Fanciful and personal reactions, to be sure, but such is the
vividness of Balada’s writing that it provokes personal response.
Balada’s own description of the work as a “tragifonia” (tragic
symphony) is apt, for it has a symphonic scope and a stark impact.
The
devotion of the performers is visceral and intense. José Ramón
Encinar leads the Orchestra of the Comunidad de Madrid with
fearless abandon. The orchestra doesn’t merely navigate the
thickets of notes, they play them with frightening commitment.
The chorus is likewise unafraid to push things to the brink.
When orchestra and chorus join for a slow glissando from low
to high and back down again (around 9:30 in Part II), it is
primordial, like a force of nature suddenly encountered for
the first time. The ensuing enchanted, sinuous melody that rises
up to radiant heights, only to be attacked by the return of
brutal tone-clusters can only be described as a moment of pure
genius, both in composition and in performance.
The
three narrators who also assume roles in María Sabina
are equally committed. For non-Spanish speakers, English translations
of the texts are included in the booklet, though the general
mood of what is transpiring is conveyed by tone and music.
As
Balada developed his style over the years, he came to use more
tonal, folk-music elements in his works, but dramatic flurries
of tone clusters and primal rhythms still appear. In his own
program note in the booklet, Balada notes that he intentionally
wrote the cantata Dionisio: In Memoriam in a manner echoing
the fiery music of María Sabina. But, though it shares
some stylistic fingerprints with the earlier work, it is less
driven by white-hot anger than it is by richly complex mixed-emotions.
The almost innocent fanaticism of the earlier work is replaced
by the musings of one looking back over a life full of both
passionate commitment and the inevitable human compromises.
The
work is both an elegy for and based upon writings by the Spanish
poet and politician Dionisio Ridruejo, whose words are narrated.
Additional text reflecting upon Ridruejo’s text surrounds it
and is sung by the chorus. This commentary text was provided
to Balada by Emilio Ruiz. The closely overlapping threads explore
both dramatic tension and lyrical beauty. The first part is
more visceral, while the second and longer part of the cantata
slowly rises over strife into an uneasy peace that mixes affectionate
evocations of Spain, particularly of the Soria region, with
stark, sparse moments of bleakness.
The
performers respond to the subtleties of Dionisio with
a wide range of touch and dynamics. Though the piece doesn’t
fling itself as immediately at the listener, it has depths which
yield slowly to repeat listening, and the performers grasp that
substantiality.
The
least effective element of these recordings is the sound. Recorded
in the orchestra’s rehearsal hall, they are very close up, which
seems appropriate for Balada’s confrontational stance, particularly
in María Sabina. But as the rehearsal hall is small, it
basically functions like a recording studio. The clarity of sound
would also be extremely dry under such conditions, but the engineers
attempt to counter that by adding reverberation. Over main speakers,
it passes reasonably well. Over headphones, it is more glaringly
obvious, as all sounds, no matter where they come from on the
sound-stage, decay in the center of the sonic image, something
that real reverberating sounds don’t do. But having this sort
of sound is far preferable to not having these recordings at all,
particularly at the Naxos price. This music is too good, too important
to be missed. Thanks to Naxos for recording several discs of Balada’s
music and giving him the international profile he deserves.

EXERCISE REQUIREMENTS
Decide whether each statement below agrees with the Balada review, answering yes or no and quoting the words from the review that settle it.
1. The recordings were made in the orchestra's rehearsal hall.
2. Dionisio Ridruejo supplied the commentary text that the chorus sings.
3. The booklet includes English translations of the texts.
The items that come next have nothing to do with the Balada review.

Data for grounding referring expressions
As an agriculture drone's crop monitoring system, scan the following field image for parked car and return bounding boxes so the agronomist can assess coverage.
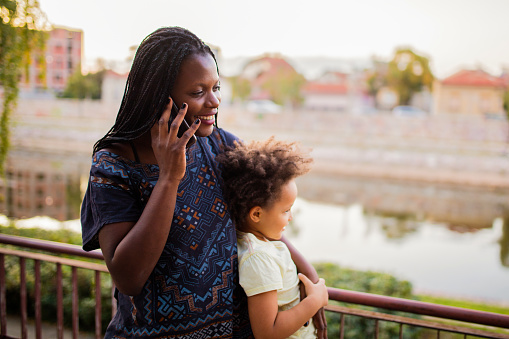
[392,106,428,117]
[246,100,283,114]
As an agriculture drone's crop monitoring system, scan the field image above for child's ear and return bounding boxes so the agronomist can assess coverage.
[249,206,262,222]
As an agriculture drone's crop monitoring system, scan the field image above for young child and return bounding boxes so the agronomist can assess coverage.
[217,138,328,338]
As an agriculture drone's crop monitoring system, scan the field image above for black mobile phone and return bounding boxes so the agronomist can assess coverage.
[168,100,196,148]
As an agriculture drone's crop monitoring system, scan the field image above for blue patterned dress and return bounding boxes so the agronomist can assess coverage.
[81,129,252,338]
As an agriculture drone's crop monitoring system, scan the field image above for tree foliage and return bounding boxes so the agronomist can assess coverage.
[387,48,434,105]
[230,76,251,101]
[0,0,48,174]
[262,69,306,105]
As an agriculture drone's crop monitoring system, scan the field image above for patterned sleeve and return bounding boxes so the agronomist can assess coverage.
[239,252,283,297]
[81,152,141,251]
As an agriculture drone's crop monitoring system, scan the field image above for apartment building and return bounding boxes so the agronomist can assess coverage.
[20,27,83,93]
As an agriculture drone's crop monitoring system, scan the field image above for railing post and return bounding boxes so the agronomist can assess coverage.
[19,258,28,339]
[95,271,102,339]
[34,260,42,339]
[57,263,64,339]
[71,266,80,339]
[0,253,7,337]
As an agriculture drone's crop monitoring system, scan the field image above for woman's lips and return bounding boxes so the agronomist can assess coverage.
[194,115,216,125]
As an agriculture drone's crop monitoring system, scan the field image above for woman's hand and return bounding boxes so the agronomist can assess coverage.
[150,98,200,182]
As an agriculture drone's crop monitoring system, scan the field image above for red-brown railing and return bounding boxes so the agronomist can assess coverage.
[0,234,116,339]
[0,234,509,339]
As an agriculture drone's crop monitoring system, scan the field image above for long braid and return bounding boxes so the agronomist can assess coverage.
[94,27,219,153]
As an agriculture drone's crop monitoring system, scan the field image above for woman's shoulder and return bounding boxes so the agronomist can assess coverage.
[213,127,240,146]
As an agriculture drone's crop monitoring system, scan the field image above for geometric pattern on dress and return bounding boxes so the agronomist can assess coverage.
[96,130,252,338]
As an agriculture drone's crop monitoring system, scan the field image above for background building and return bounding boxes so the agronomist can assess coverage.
[20,27,83,94]
[433,70,506,116]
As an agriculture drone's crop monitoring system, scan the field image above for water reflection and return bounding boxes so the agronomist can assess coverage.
[0,151,90,221]
[287,199,509,303]
[0,151,509,303]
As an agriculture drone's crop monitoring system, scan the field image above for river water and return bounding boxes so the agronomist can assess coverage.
[0,152,509,304]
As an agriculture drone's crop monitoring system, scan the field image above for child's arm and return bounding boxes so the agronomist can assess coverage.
[248,274,329,338]
[281,236,327,339]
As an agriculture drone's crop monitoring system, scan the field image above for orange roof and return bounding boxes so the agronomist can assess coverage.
[302,82,348,94]
[442,70,505,87]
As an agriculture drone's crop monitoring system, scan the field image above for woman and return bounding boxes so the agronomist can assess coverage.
[81,27,323,338]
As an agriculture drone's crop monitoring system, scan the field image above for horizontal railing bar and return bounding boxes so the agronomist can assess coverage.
[328,287,509,328]
[325,305,509,339]
[0,234,104,260]
[0,247,109,273]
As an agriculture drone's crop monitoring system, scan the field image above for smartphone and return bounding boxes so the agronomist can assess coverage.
[168,100,196,148]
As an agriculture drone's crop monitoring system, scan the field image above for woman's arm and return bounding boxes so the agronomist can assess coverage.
[99,102,200,295]
[247,274,329,338]
[281,237,327,339]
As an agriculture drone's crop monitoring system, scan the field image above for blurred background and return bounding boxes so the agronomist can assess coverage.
[0,0,509,304]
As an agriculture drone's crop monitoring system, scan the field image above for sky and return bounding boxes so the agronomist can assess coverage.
[39,0,509,78]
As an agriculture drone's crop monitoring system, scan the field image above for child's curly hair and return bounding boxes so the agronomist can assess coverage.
[216,137,313,230]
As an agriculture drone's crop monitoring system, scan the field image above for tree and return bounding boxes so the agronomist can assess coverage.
[366,57,387,105]
[387,48,434,105]
[262,69,306,105]
[0,0,48,175]
[230,76,251,101]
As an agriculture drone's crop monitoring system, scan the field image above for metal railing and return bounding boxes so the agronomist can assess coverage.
[0,234,509,339]
[0,234,116,339]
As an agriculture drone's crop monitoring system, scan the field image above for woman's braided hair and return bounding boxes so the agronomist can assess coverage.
[94,27,219,152]
[216,137,313,230]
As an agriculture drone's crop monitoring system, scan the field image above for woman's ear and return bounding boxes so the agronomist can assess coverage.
[249,206,262,223]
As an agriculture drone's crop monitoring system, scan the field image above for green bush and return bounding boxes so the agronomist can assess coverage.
[314,263,420,339]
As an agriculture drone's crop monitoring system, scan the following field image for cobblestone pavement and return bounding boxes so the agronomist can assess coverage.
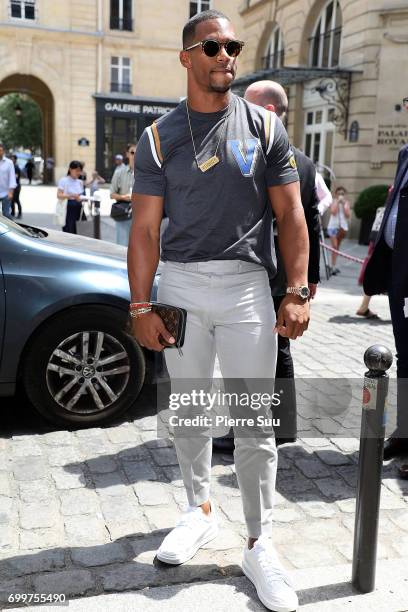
[0,209,408,609]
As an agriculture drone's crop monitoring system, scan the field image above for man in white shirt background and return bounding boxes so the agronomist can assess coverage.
[0,143,17,219]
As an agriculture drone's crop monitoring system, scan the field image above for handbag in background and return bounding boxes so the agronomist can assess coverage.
[110,202,132,221]
[76,203,94,238]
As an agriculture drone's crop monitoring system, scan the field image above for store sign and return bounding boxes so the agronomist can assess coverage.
[377,125,408,149]
[349,121,360,142]
[105,102,173,116]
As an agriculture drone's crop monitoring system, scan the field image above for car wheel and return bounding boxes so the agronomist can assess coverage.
[23,306,145,427]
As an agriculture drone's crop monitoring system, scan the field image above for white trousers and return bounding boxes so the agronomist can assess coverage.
[158,260,277,538]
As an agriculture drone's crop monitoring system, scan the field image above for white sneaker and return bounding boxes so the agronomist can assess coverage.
[157,504,218,565]
[242,536,299,612]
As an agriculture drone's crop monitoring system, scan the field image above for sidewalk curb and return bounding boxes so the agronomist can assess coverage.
[9,558,408,612]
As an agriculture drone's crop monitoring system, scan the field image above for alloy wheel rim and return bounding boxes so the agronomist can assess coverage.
[46,330,130,414]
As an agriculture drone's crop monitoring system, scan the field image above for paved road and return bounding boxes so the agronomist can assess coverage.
[0,188,408,612]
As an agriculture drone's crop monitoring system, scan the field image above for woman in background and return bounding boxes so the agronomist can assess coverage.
[327,187,351,274]
[57,160,84,234]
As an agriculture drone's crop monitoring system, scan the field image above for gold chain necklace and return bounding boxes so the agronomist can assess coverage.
[186,98,229,172]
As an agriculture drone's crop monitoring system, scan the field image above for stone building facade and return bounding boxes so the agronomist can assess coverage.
[0,0,240,179]
[0,0,408,226]
[236,0,408,232]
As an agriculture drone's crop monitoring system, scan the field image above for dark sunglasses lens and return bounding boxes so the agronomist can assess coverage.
[226,40,242,57]
[203,40,220,57]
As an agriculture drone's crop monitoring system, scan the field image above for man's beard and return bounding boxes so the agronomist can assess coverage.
[209,83,231,93]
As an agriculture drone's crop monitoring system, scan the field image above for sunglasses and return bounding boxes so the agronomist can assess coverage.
[184,39,245,57]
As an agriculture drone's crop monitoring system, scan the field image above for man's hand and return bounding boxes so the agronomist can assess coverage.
[132,312,175,351]
[274,294,309,340]
[309,283,317,300]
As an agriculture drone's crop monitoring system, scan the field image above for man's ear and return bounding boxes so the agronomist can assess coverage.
[179,51,191,70]
[265,104,276,113]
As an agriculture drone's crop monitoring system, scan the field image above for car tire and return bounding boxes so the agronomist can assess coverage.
[23,305,145,427]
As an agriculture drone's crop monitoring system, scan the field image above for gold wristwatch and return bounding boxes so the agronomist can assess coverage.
[286,285,310,301]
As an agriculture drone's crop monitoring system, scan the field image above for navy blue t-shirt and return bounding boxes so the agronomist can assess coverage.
[133,95,299,276]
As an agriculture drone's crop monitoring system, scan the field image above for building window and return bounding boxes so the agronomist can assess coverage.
[303,106,335,178]
[190,0,211,17]
[111,57,132,93]
[309,0,342,68]
[110,0,133,32]
[262,26,285,70]
[10,0,35,20]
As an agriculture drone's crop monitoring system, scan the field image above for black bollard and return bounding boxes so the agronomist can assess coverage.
[352,344,392,593]
[93,198,101,239]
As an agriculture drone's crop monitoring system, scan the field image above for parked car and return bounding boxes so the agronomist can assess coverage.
[0,215,162,426]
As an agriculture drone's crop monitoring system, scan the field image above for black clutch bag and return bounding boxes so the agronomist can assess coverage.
[110,202,132,221]
[127,302,187,355]
[151,302,187,350]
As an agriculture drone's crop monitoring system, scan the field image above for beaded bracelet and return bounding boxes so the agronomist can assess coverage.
[129,302,151,310]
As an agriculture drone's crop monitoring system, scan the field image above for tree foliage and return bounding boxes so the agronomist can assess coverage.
[354,185,388,219]
[0,93,42,151]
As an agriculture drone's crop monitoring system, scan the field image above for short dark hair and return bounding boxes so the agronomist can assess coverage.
[67,159,84,175]
[183,11,230,49]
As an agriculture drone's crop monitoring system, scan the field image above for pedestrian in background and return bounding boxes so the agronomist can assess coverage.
[25,158,34,185]
[0,143,17,219]
[11,155,21,219]
[356,206,385,319]
[364,98,408,466]
[110,144,136,246]
[213,80,320,452]
[327,187,351,274]
[86,170,106,197]
[128,11,309,612]
[57,160,84,234]
[315,172,333,216]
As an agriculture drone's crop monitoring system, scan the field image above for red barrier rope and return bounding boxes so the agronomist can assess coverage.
[320,241,364,264]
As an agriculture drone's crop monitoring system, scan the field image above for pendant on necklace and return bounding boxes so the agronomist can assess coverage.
[198,155,220,172]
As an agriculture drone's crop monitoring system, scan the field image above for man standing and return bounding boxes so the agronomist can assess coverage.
[11,155,21,219]
[0,143,17,219]
[213,81,320,452]
[25,157,34,185]
[128,11,309,611]
[110,144,136,246]
[244,81,320,444]
[363,98,408,468]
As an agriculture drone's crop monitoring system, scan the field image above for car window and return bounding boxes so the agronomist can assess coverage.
[0,215,31,236]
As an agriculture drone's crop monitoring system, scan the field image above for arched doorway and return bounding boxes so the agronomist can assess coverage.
[0,74,55,183]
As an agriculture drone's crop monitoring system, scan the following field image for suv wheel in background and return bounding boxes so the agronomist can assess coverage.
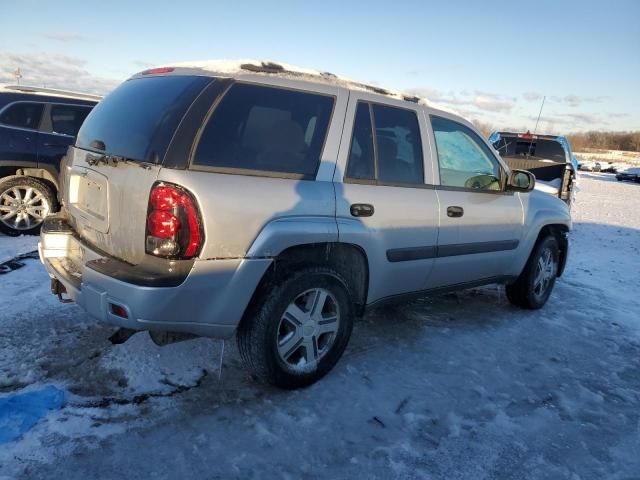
[506,236,560,310]
[238,267,354,389]
[0,175,58,236]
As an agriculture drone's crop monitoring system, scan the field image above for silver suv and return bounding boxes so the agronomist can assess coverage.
[40,62,571,388]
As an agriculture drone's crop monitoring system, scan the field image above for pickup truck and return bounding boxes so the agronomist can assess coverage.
[489,132,578,205]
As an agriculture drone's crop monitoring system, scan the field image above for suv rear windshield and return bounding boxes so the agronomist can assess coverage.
[493,137,566,163]
[76,76,212,163]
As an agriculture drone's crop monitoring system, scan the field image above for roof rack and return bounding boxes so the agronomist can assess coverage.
[240,62,420,103]
[3,85,102,101]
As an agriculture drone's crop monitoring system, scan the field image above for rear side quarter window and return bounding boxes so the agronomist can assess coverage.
[0,102,44,130]
[192,83,334,178]
[51,104,91,137]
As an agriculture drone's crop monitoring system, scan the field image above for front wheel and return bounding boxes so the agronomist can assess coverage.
[238,268,354,389]
[506,236,560,310]
[0,175,58,236]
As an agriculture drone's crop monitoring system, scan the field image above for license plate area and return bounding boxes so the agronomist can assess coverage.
[68,167,109,233]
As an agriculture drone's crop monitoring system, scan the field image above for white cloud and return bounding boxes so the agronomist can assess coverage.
[410,87,516,112]
[0,51,121,94]
[522,92,542,102]
[42,32,87,42]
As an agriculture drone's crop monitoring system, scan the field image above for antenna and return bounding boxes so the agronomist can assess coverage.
[527,95,547,157]
[533,96,547,135]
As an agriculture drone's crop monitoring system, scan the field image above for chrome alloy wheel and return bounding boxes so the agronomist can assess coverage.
[0,185,51,230]
[533,248,558,298]
[277,288,340,369]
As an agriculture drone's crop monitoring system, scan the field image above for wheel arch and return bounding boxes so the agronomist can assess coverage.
[529,223,569,277]
[249,242,369,316]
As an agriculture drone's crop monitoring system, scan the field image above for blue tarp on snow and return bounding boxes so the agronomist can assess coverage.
[0,385,64,445]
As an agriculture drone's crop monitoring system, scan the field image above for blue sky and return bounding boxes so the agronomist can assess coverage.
[0,0,640,132]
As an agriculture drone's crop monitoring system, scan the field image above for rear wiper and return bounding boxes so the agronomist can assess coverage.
[85,153,127,167]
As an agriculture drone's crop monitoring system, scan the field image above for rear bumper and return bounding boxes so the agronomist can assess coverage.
[38,216,271,338]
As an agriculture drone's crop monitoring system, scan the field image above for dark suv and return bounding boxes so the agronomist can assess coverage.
[0,86,101,235]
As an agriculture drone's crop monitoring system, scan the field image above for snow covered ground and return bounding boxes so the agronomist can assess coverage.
[574,149,640,173]
[0,174,640,480]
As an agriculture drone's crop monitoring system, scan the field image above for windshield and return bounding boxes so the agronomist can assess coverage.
[76,76,212,163]
[493,137,566,163]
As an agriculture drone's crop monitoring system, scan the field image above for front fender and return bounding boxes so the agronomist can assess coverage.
[510,190,572,276]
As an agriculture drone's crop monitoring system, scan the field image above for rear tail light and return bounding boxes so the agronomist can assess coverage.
[146,183,204,259]
[518,132,538,140]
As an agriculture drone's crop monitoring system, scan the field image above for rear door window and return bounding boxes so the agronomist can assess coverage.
[0,102,44,130]
[346,102,424,185]
[51,104,91,137]
[76,75,213,163]
[373,104,424,184]
[193,84,334,177]
[347,103,375,180]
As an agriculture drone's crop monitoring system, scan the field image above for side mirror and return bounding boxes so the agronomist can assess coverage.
[507,170,536,192]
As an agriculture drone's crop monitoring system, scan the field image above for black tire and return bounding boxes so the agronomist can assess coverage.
[0,175,58,236]
[237,267,354,389]
[506,236,560,310]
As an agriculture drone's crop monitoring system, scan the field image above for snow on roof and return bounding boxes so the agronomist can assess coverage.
[0,85,103,101]
[162,58,460,115]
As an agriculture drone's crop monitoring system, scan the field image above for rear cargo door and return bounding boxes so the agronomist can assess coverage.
[63,75,215,264]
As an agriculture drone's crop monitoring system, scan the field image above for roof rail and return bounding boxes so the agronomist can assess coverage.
[2,85,103,101]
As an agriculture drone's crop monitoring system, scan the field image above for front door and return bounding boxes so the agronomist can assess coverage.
[429,114,523,288]
[334,92,438,303]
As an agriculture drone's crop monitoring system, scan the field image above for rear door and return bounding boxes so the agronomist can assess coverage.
[429,112,523,288]
[334,92,438,303]
[38,103,91,172]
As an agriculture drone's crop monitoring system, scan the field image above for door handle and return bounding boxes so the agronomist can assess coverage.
[447,206,464,218]
[351,203,374,217]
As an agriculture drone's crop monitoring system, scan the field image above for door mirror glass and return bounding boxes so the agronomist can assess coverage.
[464,174,500,190]
[507,170,536,192]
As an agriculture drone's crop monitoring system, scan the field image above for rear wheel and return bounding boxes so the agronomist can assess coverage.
[506,236,560,310]
[238,268,354,389]
[0,175,58,236]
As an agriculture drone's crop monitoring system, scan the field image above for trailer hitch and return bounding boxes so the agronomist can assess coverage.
[51,278,73,303]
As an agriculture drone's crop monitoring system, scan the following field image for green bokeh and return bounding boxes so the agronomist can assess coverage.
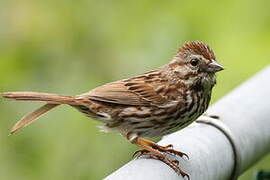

REPLY TO THE TASK
1. Yes: "Recorded in the orchestra’s rehearsal hall"
2. No: "This commentary text was provided to Balada by Emilio Ruiz."
3. Yes: "English translations of the texts are included in the booklet"